— start Given data —

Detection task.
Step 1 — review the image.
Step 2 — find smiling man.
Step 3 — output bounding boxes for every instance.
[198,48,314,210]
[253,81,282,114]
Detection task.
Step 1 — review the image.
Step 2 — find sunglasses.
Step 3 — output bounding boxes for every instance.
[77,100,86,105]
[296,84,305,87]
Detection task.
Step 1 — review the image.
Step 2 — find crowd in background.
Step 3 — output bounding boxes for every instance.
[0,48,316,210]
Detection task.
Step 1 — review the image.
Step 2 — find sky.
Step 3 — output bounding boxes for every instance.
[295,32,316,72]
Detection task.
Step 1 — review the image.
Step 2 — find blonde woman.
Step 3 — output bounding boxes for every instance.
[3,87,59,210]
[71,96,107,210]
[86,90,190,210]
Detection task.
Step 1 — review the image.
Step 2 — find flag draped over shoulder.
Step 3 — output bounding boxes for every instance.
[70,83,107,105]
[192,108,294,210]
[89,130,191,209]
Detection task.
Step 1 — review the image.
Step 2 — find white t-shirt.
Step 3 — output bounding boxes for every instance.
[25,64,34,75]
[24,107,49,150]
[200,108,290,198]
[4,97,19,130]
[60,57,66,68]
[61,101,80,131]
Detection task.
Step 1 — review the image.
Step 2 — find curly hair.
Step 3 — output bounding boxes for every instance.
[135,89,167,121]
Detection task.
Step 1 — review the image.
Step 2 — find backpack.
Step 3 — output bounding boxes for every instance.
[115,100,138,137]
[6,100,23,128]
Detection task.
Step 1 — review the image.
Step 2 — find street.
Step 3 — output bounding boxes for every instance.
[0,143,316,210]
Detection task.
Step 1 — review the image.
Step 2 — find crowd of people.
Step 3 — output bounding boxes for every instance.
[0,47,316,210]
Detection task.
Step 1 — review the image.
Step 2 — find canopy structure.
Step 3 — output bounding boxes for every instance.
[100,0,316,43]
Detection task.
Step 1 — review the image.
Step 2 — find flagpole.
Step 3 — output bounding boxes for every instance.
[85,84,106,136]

— end Given data —

Exercise – Lay out the lines of the rows above as a JSON list of strings, one string per line with blank lines left out, starting at the very first line and ending at the line that contains "[0,47,316,210]", both included.

Answer in full –
[
  "Detection task.",
  "Step 1 — review the image.",
  "Step 2 — find smiling man.",
  "Step 3 — output bounding boxes for every instance.",
  "[198,48,314,210]",
  "[253,81,282,114]",
  "Detection task.",
  "Step 1 — review the image.",
  "Step 2 — find sunglasses.",
  "Step 3 — output bounding boxes for every instance.",
  "[77,100,86,105]",
  "[296,84,305,87]",
  "Detection task.",
  "Step 1 — review the image.",
  "Step 2 — find crowd in background.",
  "Step 3 — output bounding boxes for every instance.",
  "[0,48,316,210]",
  "Detection task.",
  "Step 1 — review the image.",
  "Step 2 — find sky.",
  "Step 3 — output bounding boxes for every instance.",
  "[295,32,316,72]",
  "Detection task.",
  "Step 1 — review the image.",
  "Step 2 — find blonde woman.",
  "Step 3 — output bounding boxes for every instance.",
  "[3,87,59,210]",
  "[71,96,107,210]",
  "[86,90,190,210]",
  "Detection task.",
  "Step 1 — review the image.",
  "Step 2 — find flag draped over shoulder.",
  "Step 3 — output bounding boxes for every instance.",
  "[70,83,107,105]",
  "[192,108,294,210]",
  "[89,130,191,209]",
  "Detection task.",
  "Step 1 — review the image.",
  "Step 2 — find white t-shirt.",
  "Step 3 — output bounding boxes for every instance.",
  "[25,64,34,75]",
  "[24,107,49,150]",
  "[200,108,290,198]",
  "[4,97,19,130]",
  "[60,57,66,68]",
  "[61,101,80,131]",
  "Detection task.",
  "Step 1 — review the image.",
  "Step 2 — find curly hair.",
  "Step 3 — output bounding boxes for every instance.",
  "[135,89,167,121]",
  "Detection task.",
  "Step 1 — review the image.",
  "Step 2 — find backpack.",
  "Step 3 — output bounding boxes for every instance.",
  "[115,100,138,137]",
  "[6,100,23,128]",
  "Detection task.",
  "Step 1 — review the image.",
  "Step 2 — find street.",
  "Step 3 — output bounding boxes for every instance.",
  "[0,143,316,210]",
  "Detection task.",
  "Step 1 — review the image.",
  "Step 2 — find crowd of people.",
  "Step 3 — output bounding boxes for every instance.",
  "[0,47,316,210]"
]